┌──

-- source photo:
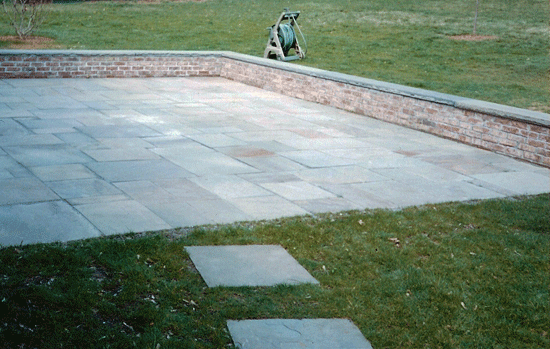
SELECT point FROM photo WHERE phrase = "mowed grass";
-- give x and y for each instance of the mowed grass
(400, 41)
(438, 276)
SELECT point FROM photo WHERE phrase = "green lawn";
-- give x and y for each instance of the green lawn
(401, 41)
(437, 276)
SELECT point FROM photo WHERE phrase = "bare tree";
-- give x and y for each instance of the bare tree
(24, 15)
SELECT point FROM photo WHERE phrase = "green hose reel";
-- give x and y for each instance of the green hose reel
(283, 38)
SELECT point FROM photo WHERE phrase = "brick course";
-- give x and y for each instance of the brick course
(515, 136)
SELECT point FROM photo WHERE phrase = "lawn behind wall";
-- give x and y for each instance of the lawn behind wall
(425, 43)
(456, 275)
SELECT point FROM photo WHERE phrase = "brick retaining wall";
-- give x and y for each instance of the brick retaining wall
(515, 132)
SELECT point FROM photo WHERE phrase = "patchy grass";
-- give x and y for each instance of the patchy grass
(438, 276)
(405, 42)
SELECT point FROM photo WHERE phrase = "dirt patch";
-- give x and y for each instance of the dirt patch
(471, 37)
(29, 43)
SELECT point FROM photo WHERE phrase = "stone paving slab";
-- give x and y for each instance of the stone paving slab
(43, 222)
(250, 265)
(297, 334)
(189, 151)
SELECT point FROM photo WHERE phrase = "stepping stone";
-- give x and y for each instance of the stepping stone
(251, 265)
(294, 334)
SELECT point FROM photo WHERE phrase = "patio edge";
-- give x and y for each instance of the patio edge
(518, 133)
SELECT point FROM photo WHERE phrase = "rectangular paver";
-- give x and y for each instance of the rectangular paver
(250, 265)
(297, 334)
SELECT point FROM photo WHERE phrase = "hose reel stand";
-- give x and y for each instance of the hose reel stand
(283, 38)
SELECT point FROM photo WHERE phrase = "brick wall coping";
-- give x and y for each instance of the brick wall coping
(474, 105)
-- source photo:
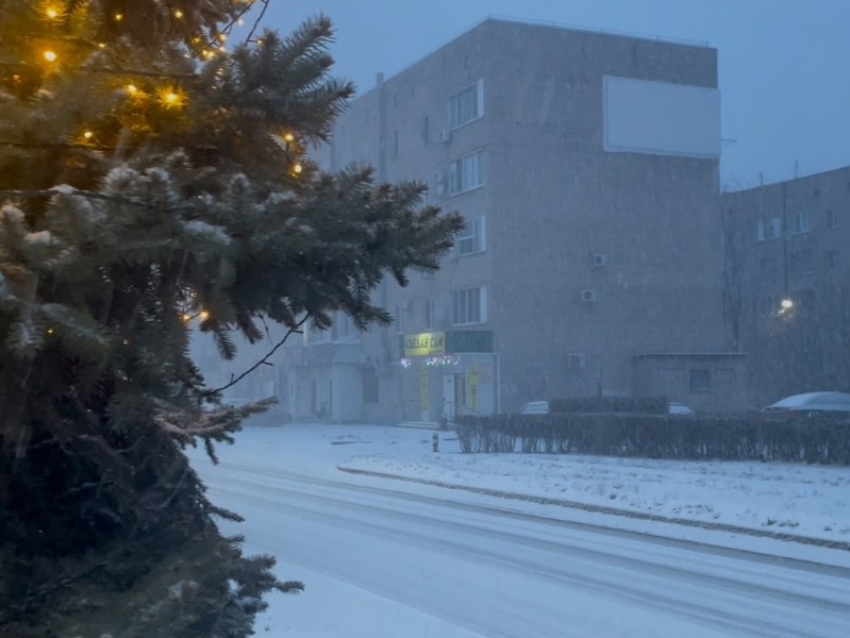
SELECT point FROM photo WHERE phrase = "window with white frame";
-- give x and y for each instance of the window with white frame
(466, 173)
(830, 258)
(466, 105)
(471, 239)
(469, 305)
(576, 360)
(830, 219)
(769, 229)
(802, 223)
(801, 261)
(342, 326)
(397, 319)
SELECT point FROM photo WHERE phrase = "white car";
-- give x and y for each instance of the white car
(536, 407)
(810, 403)
(679, 409)
(542, 407)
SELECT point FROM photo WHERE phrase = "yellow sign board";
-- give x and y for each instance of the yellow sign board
(423, 387)
(472, 384)
(425, 344)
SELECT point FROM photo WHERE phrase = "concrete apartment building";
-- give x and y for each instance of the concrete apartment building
(586, 166)
(788, 292)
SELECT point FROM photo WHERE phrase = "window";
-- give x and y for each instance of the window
(769, 229)
(428, 315)
(575, 360)
(830, 259)
(466, 173)
(700, 380)
(471, 239)
(469, 306)
(800, 261)
(802, 223)
(342, 326)
(397, 318)
(370, 385)
(829, 218)
(467, 105)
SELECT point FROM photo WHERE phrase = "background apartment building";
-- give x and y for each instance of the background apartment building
(586, 166)
(788, 283)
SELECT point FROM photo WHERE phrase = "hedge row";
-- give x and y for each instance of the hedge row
(813, 440)
(629, 405)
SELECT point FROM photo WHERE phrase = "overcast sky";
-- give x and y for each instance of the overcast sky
(784, 64)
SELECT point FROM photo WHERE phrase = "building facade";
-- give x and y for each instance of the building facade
(586, 166)
(788, 283)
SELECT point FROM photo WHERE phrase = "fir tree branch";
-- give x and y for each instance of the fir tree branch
(258, 20)
(106, 70)
(263, 361)
(51, 192)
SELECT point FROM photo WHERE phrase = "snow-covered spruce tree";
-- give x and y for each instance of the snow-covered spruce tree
(149, 178)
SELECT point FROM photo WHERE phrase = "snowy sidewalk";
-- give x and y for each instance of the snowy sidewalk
(785, 499)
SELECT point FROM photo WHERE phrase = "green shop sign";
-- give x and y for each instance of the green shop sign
(427, 344)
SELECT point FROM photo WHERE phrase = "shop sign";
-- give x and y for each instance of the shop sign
(425, 344)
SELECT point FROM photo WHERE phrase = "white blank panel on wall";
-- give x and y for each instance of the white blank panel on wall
(661, 118)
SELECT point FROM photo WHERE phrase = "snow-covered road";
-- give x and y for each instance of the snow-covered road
(474, 569)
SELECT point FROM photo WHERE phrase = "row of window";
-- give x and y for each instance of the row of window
(469, 307)
(801, 223)
(465, 107)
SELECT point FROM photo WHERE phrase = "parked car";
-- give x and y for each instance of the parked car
(542, 407)
(536, 407)
(810, 404)
(679, 409)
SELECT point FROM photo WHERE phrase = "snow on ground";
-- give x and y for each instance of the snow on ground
(368, 547)
(800, 499)
(329, 607)
(791, 498)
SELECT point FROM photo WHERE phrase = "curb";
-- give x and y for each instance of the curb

└──

#### [EXERCISE GOAL]
Set down the lines of the records above exactly, apart from the pictures.

#### [OUTPUT FOR THIS TASK]
-- source photo:
SELECT point FROM photo WHERE phrase = "mowed grass";
-- give x and y for each instance of the mowed grass
(400, 41)
(438, 276)
SELECT point FROM photo WHERE phrase = "green lawn";
-- give x and y for each instance of the green lawn
(401, 41)
(437, 276)
SELECT point FROM photo WHERE phrase = "bare tree";
-- give x and y for each instance of the bare tree
(24, 15)
SELECT point FROM photo WHERE phrase = "green hose reel";
-- give x and y for each instance of the green hose reel
(283, 38)
SELECT point FROM photo WHERE phrase = "brick course";
-- give x and y for each instance of the brick course
(515, 136)
SELECT point FROM photo WHERE phrase = "lawn behind wall";
-- give x and y for each instance of the lawn behind wall
(425, 43)
(456, 275)
SELECT point FROM photo WHERE phrase = "brick retaining wall";
-- give x and y for each instance of the brick retaining wall
(515, 132)
SELECT point FROM photo WHERE phrase = "patchy grass";
-- give x and y for each instance of the patchy grass
(438, 276)
(405, 42)
SELECT point FROM photo WHERE phrase = "dirt patch";
-- give x and y for each instance of the dirt patch
(471, 37)
(29, 43)
SELECT point FROM photo WHERE phrase = "stone paving slab";
-- give x and y for each instance of the stone paving slab
(43, 222)
(250, 265)
(297, 334)
(189, 151)
SELECT point FROM photo WHERE phrase = "stepping stone";
-- give x and y for each instance of the stepping stone
(251, 265)
(294, 334)
SELECT point FROM photo WHERE phrase = "patio edge";
-- give x and y for each instance of the patio edge
(518, 133)
SELECT point FROM photo WHERE phrase = "rectangular paver";
-- give x and y for each instance of the rectangular paver
(250, 265)
(297, 334)
SELECT point FROM photo WHERE phrase = "hose reel stand";
-- give x and y for each instance of the hose reel stand
(283, 38)
SELECT point FROM photo WHERE phrase = "brick wall coping";
-- give x and y for each instance of the brick wall coping
(474, 105)
-- source photo:
SELECT point FROM photo WHERE phrase = "window with white frame";
-- give x and y for each instance of the window with white frame
(466, 173)
(830, 258)
(466, 105)
(471, 239)
(469, 305)
(576, 360)
(830, 219)
(769, 229)
(802, 223)
(801, 261)
(342, 326)
(397, 319)
SELECT point FROM photo WHERE phrase = "white car";
-- give x and y for each instance of the white car
(536, 407)
(810, 403)
(679, 409)
(542, 407)
SELECT point FROM photo WHERE phrase = "yellow sign board";
-- give x and y for each instance of the yellow sign board
(423, 387)
(472, 384)
(425, 344)
SELECT point FROM photo WHERE phrase = "concrete apartment building";
-- give x and y for each instance of the concrete apartment building
(586, 166)
(788, 292)
SELECT point FROM photo WHERE phrase = "window";
-- give x and y for each instance of the window
(769, 229)
(428, 315)
(575, 360)
(830, 259)
(466, 173)
(700, 380)
(471, 239)
(469, 306)
(800, 261)
(802, 223)
(342, 326)
(397, 318)
(370, 385)
(829, 218)
(467, 105)
SELECT point FROM photo WHERE phrase = "background apartment building";
-- give x and y for each instance of the background apartment building
(586, 166)
(788, 283)
SELECT point FROM photo WHERE phrase = "hedge row";
-- give x and y for each instance of the hedge row
(813, 440)
(629, 405)
SELECT point FROM photo WHERE phrase = "overcast sky";
-- give x and y for each instance of the overcast sky
(784, 64)
SELECT point FROM photo WHERE phrase = "building facade";
-- give x and y for each instance of the building facade
(586, 166)
(788, 283)
SELECT point FROM photo WHERE phrase = "fir tree branch";
-- give x and y for each instance of the fir tree branch
(258, 20)
(106, 70)
(263, 361)
(51, 192)
SELECT point FROM photo WHERE phrase = "snow-covered spruce tree";
-- give x and y for each instance of the snow-covered spruce tree
(149, 178)
SELECT point FROM photo WHERE phrase = "snowy sidewalk";
-- give x and y for each instance of the snowy sidewalk
(785, 499)
SELECT point FROM photo WHERE phrase = "green shop sign";
-- give x and y for each instance of the green shop sign
(427, 344)
SELECT point FROM photo WHERE phrase = "shop sign";
-- give x and y for each instance of the shop sign
(425, 344)
SELECT point FROM photo WHERE phrase = "white blank panel on wall";
-- give x and y for each instance of the white blank panel on wall
(661, 118)
SELECT point FROM photo WHERE phrase = "snow-covered road";
-- give x and y for each instance of the snow-covered road
(474, 569)
SELECT point FROM photo WHERE phrase = "row of window";
-- give x and y for each instance of the row of window
(469, 307)
(801, 223)
(465, 107)
SELECT point FROM photo WHERE phrase = "parked car";
-- give x and y for each instance of the parked car
(542, 407)
(536, 407)
(810, 404)
(679, 409)
SELECT point FROM photo WHERE phrase = "snow on ground";
-- give x and y for each instance of the snow on ground
(368, 547)
(800, 499)
(329, 607)
(791, 498)
SELECT point FROM photo WHERE phrase = "curb";
-- give x and y for each instance of the curb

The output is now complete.